Provided text:
"""

Sculpture Park (Spanish: Parque de las Esculturas) is a sculpture garden at the foot of Nutibara Hill in Medellín, Colombia and the first of its kind in the country. The park contains 10 modern and abstract sculptures by famous Colombian and international artists such as Edgar Negret (Colombia), Otto Herbert Hajek (Germany), and Sergio de Camargo (Brazil).

Its closest metro station is Industriales. The park is free to the public and is open from 6 am to midnight.

==History==
Sculpture Park was created in 1983 on the initiative of former Colombian President Belisario Betancur Cuartas, who wanted to turn the area into an important cultural center. In a record time of 15 days in December 1983, invited artists gave life to one of the most ambitious cultural projects in the city. The Museum of Modern Art of Medellin coordinated the installation of a permanent display of sculptures made by 10 national and international artists to be installed in the natural environment of the hill.

"""

Supplied material:
"""

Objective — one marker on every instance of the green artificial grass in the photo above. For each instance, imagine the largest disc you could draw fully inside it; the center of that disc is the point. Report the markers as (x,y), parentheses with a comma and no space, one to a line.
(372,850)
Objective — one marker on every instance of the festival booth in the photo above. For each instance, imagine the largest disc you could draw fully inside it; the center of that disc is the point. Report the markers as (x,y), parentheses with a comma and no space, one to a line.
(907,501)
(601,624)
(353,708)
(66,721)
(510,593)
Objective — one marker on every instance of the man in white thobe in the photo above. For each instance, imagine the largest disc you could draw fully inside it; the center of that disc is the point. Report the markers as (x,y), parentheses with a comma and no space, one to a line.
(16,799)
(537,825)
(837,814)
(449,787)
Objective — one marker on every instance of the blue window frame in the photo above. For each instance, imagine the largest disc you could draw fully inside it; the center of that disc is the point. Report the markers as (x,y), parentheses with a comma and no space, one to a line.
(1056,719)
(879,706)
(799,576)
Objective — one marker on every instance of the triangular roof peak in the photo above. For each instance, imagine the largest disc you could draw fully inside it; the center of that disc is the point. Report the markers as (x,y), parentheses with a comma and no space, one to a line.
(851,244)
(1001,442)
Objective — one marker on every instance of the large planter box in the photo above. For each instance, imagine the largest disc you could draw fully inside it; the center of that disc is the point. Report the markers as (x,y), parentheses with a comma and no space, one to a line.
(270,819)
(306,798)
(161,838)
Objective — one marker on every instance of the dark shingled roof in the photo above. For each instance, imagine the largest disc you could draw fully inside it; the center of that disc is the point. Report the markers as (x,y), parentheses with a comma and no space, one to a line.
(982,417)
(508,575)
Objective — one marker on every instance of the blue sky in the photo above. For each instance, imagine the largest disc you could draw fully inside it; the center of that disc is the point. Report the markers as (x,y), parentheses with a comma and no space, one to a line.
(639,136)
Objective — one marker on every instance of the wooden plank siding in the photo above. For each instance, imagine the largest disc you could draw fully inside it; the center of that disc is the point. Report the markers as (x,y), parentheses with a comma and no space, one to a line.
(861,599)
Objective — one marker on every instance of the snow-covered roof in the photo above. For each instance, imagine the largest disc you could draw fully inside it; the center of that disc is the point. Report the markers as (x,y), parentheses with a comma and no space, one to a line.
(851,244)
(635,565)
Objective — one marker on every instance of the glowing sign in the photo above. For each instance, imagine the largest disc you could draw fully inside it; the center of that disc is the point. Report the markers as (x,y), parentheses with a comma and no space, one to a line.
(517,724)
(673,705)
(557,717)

"""

Activities:
• a. Answer these questions about the Sculpture Park text, one per line:
(i) Which metro station is closest to the park?
(ii) Who took the initiative to create the park?
(iii) How many days did the invited artists take to install the sculptures?
• b. Carry on the text about Sculpture Park in Medellín from its last sentence.

Outputs by task:
• a.
(i) Industriales
(ii) Former Colombian President Belisario Betancur Cuartas
(iii) 15 days

• b.
The park includes works by Sergio Camargo (Brasil), Carlos Cruz Díez (Venezuela), Manuel Falguerez (Mexico), Otto Herbert Hajek (Germany), Julio Le Parc (Argentina), Édgar Negret (Colombia), John Castles (Colombia), Ronny Vayda (Colombia) and Alberto Uribe (Colombia).

===Cacique Nutibara Sculpture===
The first monumental sculpture that was made especially to decorate Nutibara was the Madremonte, by José Horacio Betancur in 1953. Since its delivery, Madremonte was exposed early in the House of Culture, and then the Nutibara hill, until March 27, 1986, when it was moved to the Botanical Garden of Medellín in exchange for sculpture Cacique Nutibara, also by Betancur.

This sculpture, made in the year 1955, is patinated concrete, weighs four tons and is 3 m high by 2.9 m wide.

Before being located on the western side of the top of the hill, the Cacique Nutibara was exhibited at the Plaza that bears his name, then in the garden art of Laureles. In 1963 it was transferred first to Cerro Nutibara, where it remained until 1970, when it was taken to the Botanical Garden, where he remained until March 27, 1986, and then returned definitively to Nutibara hill.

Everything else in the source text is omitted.